--- Work required ---
Give the lines of the data below as a numbered list, leaving out any blank lines.

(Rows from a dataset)
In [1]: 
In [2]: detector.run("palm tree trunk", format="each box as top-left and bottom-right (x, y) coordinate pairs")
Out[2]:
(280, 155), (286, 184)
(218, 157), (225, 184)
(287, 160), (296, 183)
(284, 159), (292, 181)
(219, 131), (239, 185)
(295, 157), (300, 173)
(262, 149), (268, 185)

--- Response below ---
1. In [1]: 
2. In [2]: detector.run("palm tree trunk", format="each box as top-left and bottom-right (x, y) coordinate pairs")
3. Out[2]:
4. (280, 155), (286, 184)
5. (218, 157), (225, 184)
6. (287, 160), (296, 183)
7. (284, 159), (292, 181)
8. (219, 131), (239, 185)
9. (295, 157), (300, 173)
10. (262, 149), (268, 185)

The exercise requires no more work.